GIVEN DATA: Begin

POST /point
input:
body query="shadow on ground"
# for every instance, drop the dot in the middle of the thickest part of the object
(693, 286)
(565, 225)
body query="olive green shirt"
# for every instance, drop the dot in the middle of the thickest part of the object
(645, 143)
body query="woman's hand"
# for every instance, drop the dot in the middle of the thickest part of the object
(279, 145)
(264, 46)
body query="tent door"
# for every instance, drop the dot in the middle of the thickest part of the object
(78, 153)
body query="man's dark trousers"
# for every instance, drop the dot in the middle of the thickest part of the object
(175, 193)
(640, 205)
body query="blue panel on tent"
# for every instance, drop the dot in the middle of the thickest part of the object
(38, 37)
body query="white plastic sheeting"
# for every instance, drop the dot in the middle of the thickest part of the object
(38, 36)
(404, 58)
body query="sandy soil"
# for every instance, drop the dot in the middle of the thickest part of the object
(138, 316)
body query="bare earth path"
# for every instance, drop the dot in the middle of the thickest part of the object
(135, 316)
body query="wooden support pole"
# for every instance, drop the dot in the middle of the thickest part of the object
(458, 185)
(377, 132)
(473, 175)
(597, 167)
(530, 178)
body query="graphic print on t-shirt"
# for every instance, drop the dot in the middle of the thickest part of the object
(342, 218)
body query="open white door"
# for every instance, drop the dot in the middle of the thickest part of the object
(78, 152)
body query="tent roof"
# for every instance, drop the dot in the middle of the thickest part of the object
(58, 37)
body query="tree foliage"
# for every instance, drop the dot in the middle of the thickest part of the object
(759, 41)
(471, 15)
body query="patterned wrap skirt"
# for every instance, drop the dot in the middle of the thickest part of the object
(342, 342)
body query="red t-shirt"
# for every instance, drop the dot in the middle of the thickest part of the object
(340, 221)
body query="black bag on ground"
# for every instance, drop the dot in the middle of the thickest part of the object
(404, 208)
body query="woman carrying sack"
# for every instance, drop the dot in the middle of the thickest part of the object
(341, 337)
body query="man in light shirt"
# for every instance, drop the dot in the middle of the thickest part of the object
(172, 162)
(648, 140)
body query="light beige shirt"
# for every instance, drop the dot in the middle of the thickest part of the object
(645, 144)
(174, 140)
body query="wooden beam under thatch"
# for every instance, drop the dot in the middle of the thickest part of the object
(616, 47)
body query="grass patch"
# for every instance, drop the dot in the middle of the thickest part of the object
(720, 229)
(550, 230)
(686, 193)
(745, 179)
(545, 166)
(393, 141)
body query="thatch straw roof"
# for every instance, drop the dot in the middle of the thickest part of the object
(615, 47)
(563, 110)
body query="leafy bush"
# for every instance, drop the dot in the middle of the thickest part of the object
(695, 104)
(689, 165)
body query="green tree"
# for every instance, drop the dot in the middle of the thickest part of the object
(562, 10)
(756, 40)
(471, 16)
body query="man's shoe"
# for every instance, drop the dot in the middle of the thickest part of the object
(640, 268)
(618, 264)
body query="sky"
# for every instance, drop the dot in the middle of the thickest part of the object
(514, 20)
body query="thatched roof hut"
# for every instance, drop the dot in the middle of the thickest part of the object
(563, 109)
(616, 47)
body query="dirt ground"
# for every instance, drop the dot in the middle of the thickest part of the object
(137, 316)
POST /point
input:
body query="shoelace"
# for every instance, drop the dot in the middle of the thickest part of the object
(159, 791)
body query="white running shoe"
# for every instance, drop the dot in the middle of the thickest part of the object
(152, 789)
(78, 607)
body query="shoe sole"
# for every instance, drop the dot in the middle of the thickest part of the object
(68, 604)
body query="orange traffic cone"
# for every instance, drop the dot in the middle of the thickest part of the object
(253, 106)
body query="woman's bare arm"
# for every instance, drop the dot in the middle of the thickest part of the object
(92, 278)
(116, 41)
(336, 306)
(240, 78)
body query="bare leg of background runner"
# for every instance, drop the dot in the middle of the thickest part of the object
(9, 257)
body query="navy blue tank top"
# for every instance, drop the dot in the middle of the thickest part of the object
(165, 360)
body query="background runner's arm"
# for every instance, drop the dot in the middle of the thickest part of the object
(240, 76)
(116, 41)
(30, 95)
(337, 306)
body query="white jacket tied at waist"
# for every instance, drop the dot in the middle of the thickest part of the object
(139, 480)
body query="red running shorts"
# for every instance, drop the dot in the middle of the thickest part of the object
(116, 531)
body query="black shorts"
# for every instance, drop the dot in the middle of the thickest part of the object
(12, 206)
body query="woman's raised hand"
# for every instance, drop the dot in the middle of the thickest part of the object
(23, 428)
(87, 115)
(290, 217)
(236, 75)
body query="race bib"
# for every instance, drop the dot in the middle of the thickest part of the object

GIVEN DATA: End

REQUIREMENT
Count the lines in the entries above that hold the string "running", and give that count without any other text.

FINISHED TASK
2